§ Record extracts

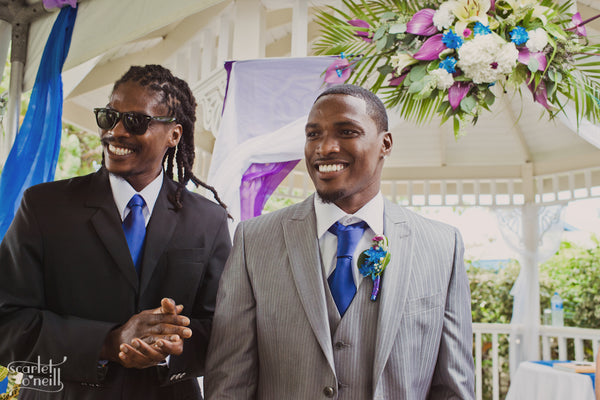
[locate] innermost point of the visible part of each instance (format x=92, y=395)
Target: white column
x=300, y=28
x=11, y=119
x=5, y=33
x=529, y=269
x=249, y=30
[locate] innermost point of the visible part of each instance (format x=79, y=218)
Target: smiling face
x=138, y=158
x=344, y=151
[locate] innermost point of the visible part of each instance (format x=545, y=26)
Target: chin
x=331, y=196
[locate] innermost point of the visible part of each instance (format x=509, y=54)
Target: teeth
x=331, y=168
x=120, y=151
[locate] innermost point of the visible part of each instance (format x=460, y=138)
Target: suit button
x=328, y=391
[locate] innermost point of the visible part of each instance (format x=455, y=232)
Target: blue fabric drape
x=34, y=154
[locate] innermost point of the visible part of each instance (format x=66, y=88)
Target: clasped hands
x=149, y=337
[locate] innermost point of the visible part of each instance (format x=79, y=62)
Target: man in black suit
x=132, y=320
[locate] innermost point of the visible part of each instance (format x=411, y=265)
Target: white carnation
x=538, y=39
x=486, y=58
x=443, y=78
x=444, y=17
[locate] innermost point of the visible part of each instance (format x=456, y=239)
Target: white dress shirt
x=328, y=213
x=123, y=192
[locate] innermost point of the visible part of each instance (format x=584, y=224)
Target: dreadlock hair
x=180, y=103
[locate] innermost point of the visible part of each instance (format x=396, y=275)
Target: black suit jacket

§ Direction
Copy out again, unchanged, the rows between the line holding "(format x=66, y=88)" and the end of the rows, inclusive.

§ Task result
[locate] innermost point of the visible part of each instance (format x=66, y=88)
Target: clasped hands
x=149, y=337
[locate] innermost point of the visible part of each instance (format x=79, y=62)
Target: man in black suit
x=132, y=320
[locate] innermost point of the visible part of each instance (format x=411, y=265)
Target: white carnation
x=538, y=39
x=486, y=58
x=443, y=78
x=444, y=17
[locate] innermost point of the visible part of each instance (format x=456, y=239)
Target: white dress shirt
x=328, y=213
x=123, y=192
[locate] innermost point of the visible part of each instance (format x=584, y=224)
Target: dreadlock hair
x=180, y=103
[locate] innermost point of the visible part of each instance (format x=396, y=275)
Target: black suit jacket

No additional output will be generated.